- _TASKS TO COMPLETE_:
(1) According to the landing account, why was the narrator very nearly the first to land? Answer in one to three sentences.
(2) Reproduce the stretch of the landing account from "Which is precisely" through "Time to go.".

Omakase

Amazon Search

Streamer

I supposed it had to happen eventually, everybody has one in time. And I had mine yesterday.

It was a good hop, really. Raging around down low, hiding in the mountains, waiting for a chance to pounce on the unwary. Although this is graduation week at the (prestigious) Navy Fighter Weapons School, and there are very few unwary students left. Still, good clean fun, and your host can say “Copy kill” with the best of them.

Cruised on back to the field for the recovery with few cares, being very nearly the first to land. The students being further away from the field at the knock-it-off, and the instructors taking advantage of whatever fuel they had left to whirl and flail at one another in the best traditions of the service. A tolerably precise landing, there’s the seven thousand feet to go board, and at 150 knots indicated I pulled the drag chute lever aft, bunting the nose slightly out of the aero-braking attitude to ensure a tangle-free deployment.

Which is precisely when nothing happened.

Ordinarily you feel a pretty good tug on the shoulder harness as the drag chute deploys. Not like an arrested landing aboard ship, mind. But the sensation is unmistakeable, as is the effect, particularly at higher speeds. Which I was still traveling at, the chute having either failed to deploy or parted behind me, there was no way to know. Look, there goes the six board. Still about 150 knots indicated. I’ve mentioned to you before how much runway the jet takes up during the take-off roll with the afterburner howling behind you. It takes up a surprising amount of pavement at idle, too. Especially with no drag chute. Time to go.

- _Stored items from a collection_:
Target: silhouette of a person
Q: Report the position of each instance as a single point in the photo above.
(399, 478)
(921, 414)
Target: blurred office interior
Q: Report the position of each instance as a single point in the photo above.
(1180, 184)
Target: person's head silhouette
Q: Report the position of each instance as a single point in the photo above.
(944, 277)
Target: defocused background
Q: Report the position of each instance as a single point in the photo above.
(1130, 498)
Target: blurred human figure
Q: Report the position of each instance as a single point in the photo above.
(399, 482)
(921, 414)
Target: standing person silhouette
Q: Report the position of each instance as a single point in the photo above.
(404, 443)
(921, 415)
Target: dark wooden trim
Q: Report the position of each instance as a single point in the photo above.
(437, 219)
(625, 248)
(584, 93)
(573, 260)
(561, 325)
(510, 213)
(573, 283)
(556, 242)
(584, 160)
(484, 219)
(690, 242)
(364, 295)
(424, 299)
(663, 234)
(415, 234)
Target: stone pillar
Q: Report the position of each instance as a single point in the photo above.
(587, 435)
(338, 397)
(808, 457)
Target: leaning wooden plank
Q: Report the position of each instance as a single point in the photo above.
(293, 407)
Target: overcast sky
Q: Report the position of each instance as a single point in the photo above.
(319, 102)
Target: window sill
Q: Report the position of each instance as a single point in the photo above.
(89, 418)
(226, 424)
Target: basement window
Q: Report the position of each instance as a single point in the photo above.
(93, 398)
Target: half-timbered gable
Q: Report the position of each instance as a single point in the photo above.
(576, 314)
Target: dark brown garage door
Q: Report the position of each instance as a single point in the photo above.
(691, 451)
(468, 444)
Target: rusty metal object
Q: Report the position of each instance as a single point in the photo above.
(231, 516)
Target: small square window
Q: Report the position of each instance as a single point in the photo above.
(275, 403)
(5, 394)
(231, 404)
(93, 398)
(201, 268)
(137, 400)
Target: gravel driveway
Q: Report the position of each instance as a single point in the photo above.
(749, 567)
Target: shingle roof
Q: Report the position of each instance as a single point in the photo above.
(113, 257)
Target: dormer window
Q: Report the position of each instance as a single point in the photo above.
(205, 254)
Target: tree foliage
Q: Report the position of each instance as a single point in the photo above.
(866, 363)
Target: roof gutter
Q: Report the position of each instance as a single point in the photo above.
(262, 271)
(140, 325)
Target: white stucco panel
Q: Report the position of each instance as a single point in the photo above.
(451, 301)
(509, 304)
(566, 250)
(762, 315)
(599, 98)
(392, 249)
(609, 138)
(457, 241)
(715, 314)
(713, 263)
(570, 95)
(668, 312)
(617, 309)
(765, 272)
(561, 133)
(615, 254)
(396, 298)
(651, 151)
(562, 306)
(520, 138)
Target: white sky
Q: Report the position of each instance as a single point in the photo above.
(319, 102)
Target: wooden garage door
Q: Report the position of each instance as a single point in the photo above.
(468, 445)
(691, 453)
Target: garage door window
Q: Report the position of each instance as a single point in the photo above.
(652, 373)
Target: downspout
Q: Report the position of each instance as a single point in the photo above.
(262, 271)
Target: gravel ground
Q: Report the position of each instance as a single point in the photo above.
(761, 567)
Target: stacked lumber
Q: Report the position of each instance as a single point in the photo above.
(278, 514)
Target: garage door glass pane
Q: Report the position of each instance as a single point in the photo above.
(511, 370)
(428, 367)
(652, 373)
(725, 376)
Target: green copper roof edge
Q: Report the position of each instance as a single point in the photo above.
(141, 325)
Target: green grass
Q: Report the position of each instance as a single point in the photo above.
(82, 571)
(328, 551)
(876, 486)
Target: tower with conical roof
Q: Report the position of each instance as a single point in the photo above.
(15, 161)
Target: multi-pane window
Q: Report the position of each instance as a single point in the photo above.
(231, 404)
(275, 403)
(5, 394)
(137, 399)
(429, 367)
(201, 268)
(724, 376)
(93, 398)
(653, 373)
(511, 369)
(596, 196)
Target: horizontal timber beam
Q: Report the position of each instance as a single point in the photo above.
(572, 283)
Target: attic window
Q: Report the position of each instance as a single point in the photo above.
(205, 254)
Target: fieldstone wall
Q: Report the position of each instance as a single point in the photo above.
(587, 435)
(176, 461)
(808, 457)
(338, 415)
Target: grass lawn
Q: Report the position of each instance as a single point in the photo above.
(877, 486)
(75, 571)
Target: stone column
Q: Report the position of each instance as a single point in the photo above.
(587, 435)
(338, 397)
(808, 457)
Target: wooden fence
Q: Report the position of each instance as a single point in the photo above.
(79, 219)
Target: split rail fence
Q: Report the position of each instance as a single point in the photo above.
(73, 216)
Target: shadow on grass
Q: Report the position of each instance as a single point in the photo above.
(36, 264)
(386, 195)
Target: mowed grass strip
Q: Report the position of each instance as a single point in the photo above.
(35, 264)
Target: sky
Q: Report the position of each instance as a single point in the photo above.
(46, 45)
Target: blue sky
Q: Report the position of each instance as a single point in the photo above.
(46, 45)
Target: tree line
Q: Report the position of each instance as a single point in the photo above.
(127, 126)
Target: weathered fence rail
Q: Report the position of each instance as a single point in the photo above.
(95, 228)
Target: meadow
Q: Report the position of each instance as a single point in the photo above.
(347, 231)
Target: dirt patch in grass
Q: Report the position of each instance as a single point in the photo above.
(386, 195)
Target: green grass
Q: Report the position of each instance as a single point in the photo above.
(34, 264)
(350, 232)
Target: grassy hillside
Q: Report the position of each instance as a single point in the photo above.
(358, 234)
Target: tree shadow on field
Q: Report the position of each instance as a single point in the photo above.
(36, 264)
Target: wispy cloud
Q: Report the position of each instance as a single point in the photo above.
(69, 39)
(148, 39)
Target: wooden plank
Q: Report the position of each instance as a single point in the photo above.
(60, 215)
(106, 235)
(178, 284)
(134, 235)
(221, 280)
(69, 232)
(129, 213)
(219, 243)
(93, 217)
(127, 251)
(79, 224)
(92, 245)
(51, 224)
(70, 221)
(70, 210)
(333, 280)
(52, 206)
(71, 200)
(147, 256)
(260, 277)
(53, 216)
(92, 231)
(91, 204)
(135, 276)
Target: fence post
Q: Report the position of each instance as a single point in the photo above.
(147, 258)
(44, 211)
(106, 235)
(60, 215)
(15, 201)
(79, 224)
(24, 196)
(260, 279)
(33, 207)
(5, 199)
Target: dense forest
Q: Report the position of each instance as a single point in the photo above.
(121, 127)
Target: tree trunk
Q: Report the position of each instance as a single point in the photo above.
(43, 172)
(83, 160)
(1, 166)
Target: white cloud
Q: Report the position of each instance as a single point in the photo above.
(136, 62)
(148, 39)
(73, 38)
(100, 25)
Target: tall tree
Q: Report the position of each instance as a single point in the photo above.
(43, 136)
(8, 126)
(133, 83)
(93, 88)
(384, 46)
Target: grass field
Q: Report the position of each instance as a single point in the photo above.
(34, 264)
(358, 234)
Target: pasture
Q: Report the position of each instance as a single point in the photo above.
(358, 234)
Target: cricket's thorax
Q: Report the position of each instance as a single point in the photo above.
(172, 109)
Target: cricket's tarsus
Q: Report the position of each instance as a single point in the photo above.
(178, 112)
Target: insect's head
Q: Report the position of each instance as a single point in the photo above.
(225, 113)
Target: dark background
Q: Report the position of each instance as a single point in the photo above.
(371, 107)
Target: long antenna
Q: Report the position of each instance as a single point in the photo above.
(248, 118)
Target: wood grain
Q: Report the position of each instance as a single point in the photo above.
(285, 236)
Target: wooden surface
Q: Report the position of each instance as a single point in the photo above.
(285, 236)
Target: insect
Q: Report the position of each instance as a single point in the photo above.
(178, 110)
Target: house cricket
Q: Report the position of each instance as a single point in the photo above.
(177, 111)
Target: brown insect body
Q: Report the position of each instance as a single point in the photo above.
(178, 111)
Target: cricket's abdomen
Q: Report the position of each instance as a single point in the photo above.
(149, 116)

- _RESULTS IN ORDER_:
(1) The narrator was very nearly the first to land because the students were farther away from the field at the knock-it-off. Meanwhile, the instructors were using whatever fuel they had left to whirl and flail at one another.

(2)
Which is precisely when nothing happened.

Ordinarily you feel a pretty good tug on the shoulder harness as the drag chute deploys. Not like an arrested landing aboard ship, mind. But the sensation is unmistakeable, as is the effect, particularly at higher speeds. Which I was still traveling at, the chute having either failed to deploy or parted behind me, there was no way to know. Look, there goes the six board. Still about 150 knots indicated. I’ve mentioned to you before how much runway the jet takes up during the take-off roll with the afterburner howling behind you. It takes up a surprising amount of pavement at idle, too. Especially with no drag chute. Time to go.